Поставленная задача »
Перепишите без изменений фрагмент статьи об Иване Охлобыстине от слов «Автор: Кирилл Сорокин» до слов «в клубе Sexton.» включительно.

06.05.2011

Иван Охлобыстин. "Отче наш."

Автор: Кирилл Сорокин
"Rolling Stone", №33

Корреспондент Rolling Stone провел три дня в компании православного священника, агента Интерпола, сценариста и актера Ивана Охлобыстина, побывав вместе с ним и его многодетным семейством на рождественской службе и новогодней елке в клубе Sexton.
«Извините, в центр я не поеду, центр — это ад! Мне проще в Псков поехать, туда хоть добраться можно, — смеется в трубку отец Иоанн. — Можно, конечно, и на метро, но не хочется перед Новым годом опускаться под землю. В два у меня родительское собрание, но долго ругать не будут, так что давайте часа в три».
На следующий день мы встречаемся в уютном ресторанчике неподалеку от метро «Аэропорт». Родительское собрание отменили, Охлобыстин уже отвез детей на кикбоксинг и ждет меня. «Читаю предсмертное письмо Саддама Хусейна», — сообщает мне он, отрываясь от экрана своего КПК.
«Котята мои раньше занимались айкидо и тайским боксом, а теперь, почерпнув все необходимое, перешли на кикбоксинг, — с гордостью рассказывает Охлобыстин, когда я осведомляюсь, не шутка ли это. — Потом я, наверное, похожу с ними на танцы, хочу, чтобы танцевать научились. Вальс — для выпускного вечера, танго — для редкого танца с супругом в далеком зарубежном ресторане, а фанданго — база для всех клубных танцев. Ну а кикбоксинг — гарантия того, что мужья у них будут непьющие и работящие. Я же не всегда за ними буду таскаться с помповым ружьем за плечами».

Исходные данные »
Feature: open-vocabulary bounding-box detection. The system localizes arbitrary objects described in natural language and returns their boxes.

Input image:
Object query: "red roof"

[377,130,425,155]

Полный ответ »
Автор: Кирилл Сорокин
"Rolling Stone", №33

Корреспондент Rolling Stone провел три дня в компании православного священника, агента Интерпола, сценариста и актера Ивана Охлобыстина, побывав вместе с ним и его многодетным семейством на рождественской службе и новогодней елке в клубе Sexton.